## O QUE SE PEDE
Transcreva a listagem inteira, linha por linha e sem qualquer alteração, omitindo apenas as imagens na sua resposta.

[Trechos de dados de caixas delimitadoras]
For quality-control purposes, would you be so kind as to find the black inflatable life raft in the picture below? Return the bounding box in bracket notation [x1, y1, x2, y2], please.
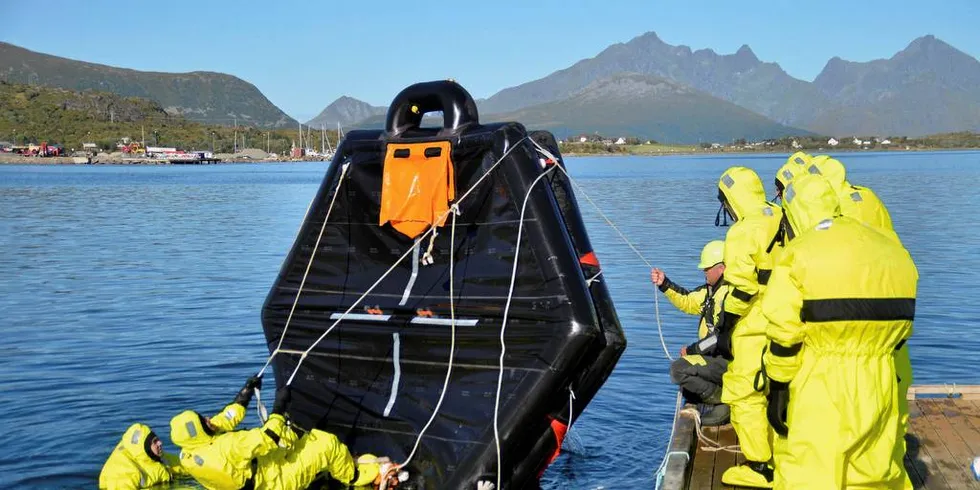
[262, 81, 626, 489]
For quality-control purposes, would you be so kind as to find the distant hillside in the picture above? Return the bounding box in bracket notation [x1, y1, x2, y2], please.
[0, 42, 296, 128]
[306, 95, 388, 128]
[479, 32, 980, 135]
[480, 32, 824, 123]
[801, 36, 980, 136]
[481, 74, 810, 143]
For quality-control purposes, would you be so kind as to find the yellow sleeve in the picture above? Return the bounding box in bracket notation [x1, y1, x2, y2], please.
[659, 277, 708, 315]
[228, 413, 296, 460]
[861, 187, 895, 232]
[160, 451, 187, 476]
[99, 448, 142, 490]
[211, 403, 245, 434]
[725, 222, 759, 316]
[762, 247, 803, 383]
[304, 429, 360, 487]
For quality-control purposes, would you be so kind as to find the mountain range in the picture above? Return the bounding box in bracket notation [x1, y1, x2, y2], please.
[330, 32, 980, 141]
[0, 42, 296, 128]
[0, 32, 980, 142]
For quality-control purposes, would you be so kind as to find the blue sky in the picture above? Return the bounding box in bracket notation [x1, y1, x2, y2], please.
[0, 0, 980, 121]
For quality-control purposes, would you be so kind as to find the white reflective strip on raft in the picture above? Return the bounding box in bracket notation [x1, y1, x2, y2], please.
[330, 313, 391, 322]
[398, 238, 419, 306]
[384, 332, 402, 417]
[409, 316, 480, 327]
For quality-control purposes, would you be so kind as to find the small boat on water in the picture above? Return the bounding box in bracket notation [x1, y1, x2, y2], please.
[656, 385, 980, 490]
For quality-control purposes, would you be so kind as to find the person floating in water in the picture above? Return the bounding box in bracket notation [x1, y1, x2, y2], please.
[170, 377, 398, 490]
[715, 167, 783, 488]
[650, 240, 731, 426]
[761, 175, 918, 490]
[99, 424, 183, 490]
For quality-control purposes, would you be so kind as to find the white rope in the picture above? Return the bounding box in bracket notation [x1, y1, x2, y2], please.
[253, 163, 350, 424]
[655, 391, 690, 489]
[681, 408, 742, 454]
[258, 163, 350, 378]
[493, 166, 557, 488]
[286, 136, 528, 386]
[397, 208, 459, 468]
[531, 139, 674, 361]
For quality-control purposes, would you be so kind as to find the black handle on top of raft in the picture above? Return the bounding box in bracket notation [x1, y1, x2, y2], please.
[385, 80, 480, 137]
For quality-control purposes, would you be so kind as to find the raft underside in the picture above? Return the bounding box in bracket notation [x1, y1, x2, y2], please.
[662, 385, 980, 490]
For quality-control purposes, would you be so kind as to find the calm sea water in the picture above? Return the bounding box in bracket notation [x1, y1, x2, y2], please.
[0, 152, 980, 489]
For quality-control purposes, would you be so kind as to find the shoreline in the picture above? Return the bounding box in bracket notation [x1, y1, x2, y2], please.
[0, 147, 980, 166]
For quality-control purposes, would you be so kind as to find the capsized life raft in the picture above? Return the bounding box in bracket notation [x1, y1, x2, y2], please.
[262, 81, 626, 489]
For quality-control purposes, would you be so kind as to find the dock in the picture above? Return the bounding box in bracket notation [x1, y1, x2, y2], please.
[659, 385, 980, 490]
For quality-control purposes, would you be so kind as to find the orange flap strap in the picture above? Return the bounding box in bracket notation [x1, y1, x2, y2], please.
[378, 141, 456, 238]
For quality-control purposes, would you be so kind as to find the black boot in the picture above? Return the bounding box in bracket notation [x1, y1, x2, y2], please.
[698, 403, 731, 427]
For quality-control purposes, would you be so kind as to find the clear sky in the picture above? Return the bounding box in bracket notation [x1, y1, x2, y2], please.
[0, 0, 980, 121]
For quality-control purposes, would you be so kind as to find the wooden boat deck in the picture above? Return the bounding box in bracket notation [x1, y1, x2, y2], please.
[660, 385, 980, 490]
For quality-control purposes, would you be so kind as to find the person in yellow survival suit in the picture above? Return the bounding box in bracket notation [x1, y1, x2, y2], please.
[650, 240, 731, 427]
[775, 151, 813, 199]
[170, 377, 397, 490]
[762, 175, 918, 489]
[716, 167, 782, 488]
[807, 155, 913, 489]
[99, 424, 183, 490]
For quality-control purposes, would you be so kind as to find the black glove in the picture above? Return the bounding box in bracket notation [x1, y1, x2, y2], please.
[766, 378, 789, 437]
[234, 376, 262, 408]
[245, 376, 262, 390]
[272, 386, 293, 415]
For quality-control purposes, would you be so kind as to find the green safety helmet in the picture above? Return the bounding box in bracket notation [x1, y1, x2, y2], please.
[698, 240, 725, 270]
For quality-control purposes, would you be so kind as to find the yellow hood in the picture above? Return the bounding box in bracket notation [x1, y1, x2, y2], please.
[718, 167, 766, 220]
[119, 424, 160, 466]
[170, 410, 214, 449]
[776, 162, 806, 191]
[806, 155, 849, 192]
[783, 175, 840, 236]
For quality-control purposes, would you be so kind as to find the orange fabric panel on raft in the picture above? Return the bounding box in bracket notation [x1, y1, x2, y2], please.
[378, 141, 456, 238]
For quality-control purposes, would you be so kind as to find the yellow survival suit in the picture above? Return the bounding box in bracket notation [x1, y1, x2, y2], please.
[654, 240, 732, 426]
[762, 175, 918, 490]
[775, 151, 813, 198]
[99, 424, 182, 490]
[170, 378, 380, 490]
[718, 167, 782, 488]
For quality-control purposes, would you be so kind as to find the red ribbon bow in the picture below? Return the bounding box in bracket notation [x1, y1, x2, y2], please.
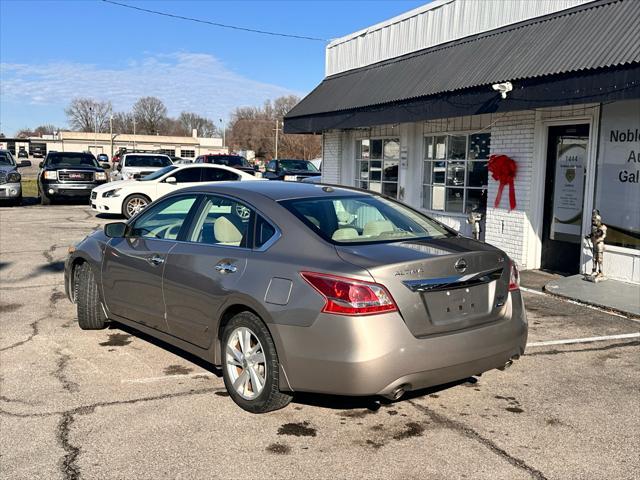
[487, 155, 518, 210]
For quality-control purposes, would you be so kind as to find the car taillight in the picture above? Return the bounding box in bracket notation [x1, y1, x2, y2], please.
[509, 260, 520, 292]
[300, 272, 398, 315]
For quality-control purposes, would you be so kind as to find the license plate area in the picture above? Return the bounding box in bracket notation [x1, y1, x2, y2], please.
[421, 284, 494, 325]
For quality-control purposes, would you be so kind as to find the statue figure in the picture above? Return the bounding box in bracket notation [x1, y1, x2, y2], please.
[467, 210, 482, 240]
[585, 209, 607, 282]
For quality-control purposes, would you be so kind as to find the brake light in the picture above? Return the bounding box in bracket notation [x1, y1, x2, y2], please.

## RESPOSTA DO EXERCÍCIO
For quality-control purposes, would you be so kind as to find the black inflatable life raft in the picture below? Return the bounding box in bracket notation [x1, y1, x2, y2], please.
[262, 81, 626, 489]
For quality-control purposes, would you be so kind as to find the distant hillside in the picture above? Return the bounding box in bracket notation [x1, y1, x2, y2], please.
[0, 42, 296, 128]
[306, 95, 388, 128]
[479, 32, 980, 135]
[480, 32, 824, 123]
[801, 36, 980, 136]
[481, 74, 810, 143]
For quality-control purposes, would you be so kind as to find the yellow sleeve in the picture above? Return the bounding box in bracket notation [x1, y1, x2, y2], please.
[659, 277, 708, 315]
[228, 413, 296, 460]
[861, 187, 895, 232]
[160, 451, 187, 476]
[99, 448, 142, 490]
[211, 403, 245, 434]
[725, 222, 759, 316]
[762, 247, 803, 383]
[304, 429, 360, 487]
For quality-control purposes, would you be so kind as to find the mountain range in the picture above? Return the bounding box in bracket notation [x1, y1, x2, y2], please.
[330, 32, 980, 141]
[0, 42, 296, 128]
[0, 32, 980, 142]
For quality-control purposes, would you be so kind as to find the blue sky in the picture above? Return the bounding box in bracket notation [x1, y1, x2, y2], please.
[0, 0, 980, 121]
For quality-control purposes, would you be so kind as to find the white reflective strip on raft in the picture above? Return the bounding box in bracket notation [x1, y1, x2, y2], please.
[330, 313, 391, 322]
[398, 238, 419, 306]
[384, 332, 402, 417]
[409, 316, 480, 327]
For quality-control purposes, would you be so kind as to find the small boat on water in the picture above? Return the bounding box in bracket notation [x1, y1, x2, y2], please.
[656, 385, 980, 490]
For quality-control purposes, would you be so kind as to find the person floating in water in the picture above? Return the bounding box in bracket notation [x1, y1, x2, y2], please.
[170, 377, 398, 490]
[715, 167, 783, 488]
[650, 240, 731, 426]
[761, 175, 918, 490]
[99, 424, 183, 490]
For quality-control purposes, would you be so kind as to find the white rope in the picture above? Return the bounding box in bracket notation [x1, y1, x2, y2], please.
[253, 163, 350, 424]
[655, 391, 690, 489]
[681, 408, 742, 454]
[258, 163, 350, 378]
[493, 166, 557, 488]
[286, 136, 528, 386]
[397, 208, 459, 468]
[531, 139, 674, 361]
For quality-control purposes, would you be so kind as to find the black handle on top of raft in the picture above? Return the bounding box in bracket notation [x1, y1, x2, y2], please.
[385, 80, 480, 137]
For quality-control purposes, would you be so kind as to find the raft underside in the picture above? Return the bounding box in bracket notation [x1, y1, x2, y2], please.
[662, 385, 980, 490]
For quality-control purposes, would you be so kind as to find the calm sea water in the picture above? Return the bounding box in bracket notation [x1, y1, x2, y2], please.
[0, 152, 980, 489]
For quality-control purposes, would you be so kind as to find the shoreline in the picture above? Return the bounding box in bracket notation [x1, y1, x2, y2], please.
[0, 147, 980, 166]
For quality-control purposes, would you be so kind as to find the capsized life raft in the picture above? Return the bounding box in bracket notation [x1, y1, x2, y2], please.
[262, 81, 626, 489]
For quality-control purposes, would you be so kind as to find the dock in the picture above? Return the bounding box in bracket notation [x1, y1, x2, y2], please.
[659, 385, 980, 490]
For quality-control purposes, would you be so kind as to find the orange flap strap in the picture above? Return the bounding box in bracket notation [x1, y1, x2, y2], please.
[378, 141, 456, 238]
For quality-control purposes, would you be so kind as to find the black boot in the picture above? Return the bounding box in bracket notation [x1, y1, x2, y2], please.
[698, 403, 731, 427]
For quality-control purposes, would you be so kind as to find the clear sky in the picture above? Return the bounding box in bracket notation [x1, y1, x2, y2], please.
[0, 0, 980, 121]
For quality-control purposes, would you be so kind as to find the wooden boat deck in the picture above? Return the bounding box in bracket notation [x1, y1, x2, y2], please.
[660, 385, 980, 490]
For quality-control purposes, would you be so kind as to find the person in yellow survival suit in the picture above? Return the bounding box in bracket notation [x1, y1, x2, y2], please.
[650, 240, 731, 427]
[775, 151, 813, 199]
[170, 377, 397, 490]
[762, 175, 918, 489]
[716, 167, 782, 488]
[807, 155, 913, 489]
[99, 424, 183, 490]
For quality-control purposes, would you be so kind as to find the black glove in the picture above? Return the bounding box in bracket notation [x1, y1, x2, y2], please.
[766, 378, 789, 437]
[234, 376, 262, 408]
[245, 376, 262, 390]
[272, 386, 293, 415]
For quality-control purposes, would you be so kind as to find the green safety helmet in the picture above? Return the bounding box in bracket notation [x1, y1, x2, y2], please.
[698, 240, 725, 270]
For quality-control purposes, would you be so kind as to find the yellow hood in the picture above? Return the bounding box in bracket notation [x1, y1, x2, y2], please.
[718, 167, 766, 220]
[119, 424, 160, 466]
[170, 410, 214, 449]
[776, 162, 806, 191]
[806, 155, 849, 192]
[783, 175, 840, 236]
For quality-control purposes, would you be so kind as to find the orange fabric panel on raft in the picture above? Return the bounding box in bracket notation [x1, y1, x2, y2], please.
[378, 141, 456, 238]
For quality-control purposes, would you be so kind as to find the yellow survival suit in the picture above? Return the bounding box in bracket notation [x1, y1, x2, y2], please.
[654, 240, 732, 426]
[762, 175, 918, 490]
[775, 151, 813, 198]
[99, 424, 182, 490]
[170, 378, 380, 490]
[718, 167, 782, 488]
For quality-control purposes, would you be so kind as to find the red ribbon bow in the picture below? Return the bounding box in bracket notation [x1, y1, x2, y2], please.
[487, 155, 518, 210]
For quality-control purposes, would you be so kind as to find the car taillight in the picture above? Return the bounding box in bracket notation [x1, y1, x2, y2], please.
[509, 260, 520, 292]
[300, 272, 398, 315]
For quality-control purposes, would you be so kind as to find the license plate area in the picture above? Return the bounding box in bracket notation [x1, y1, x2, y2], please.
[421, 284, 494, 325]
For quality-control purposes, would you be so kind as to find the statue figure in the picture above? Return the bounding box in bracket notation [x1, y1, x2, y2], please.
[467, 210, 482, 240]
[585, 209, 607, 282]
For quality-control purposes, would you be so kind as to find the brake light in the picture above? Return the bounding box in bracket notation [x1, y1, x2, y2], please.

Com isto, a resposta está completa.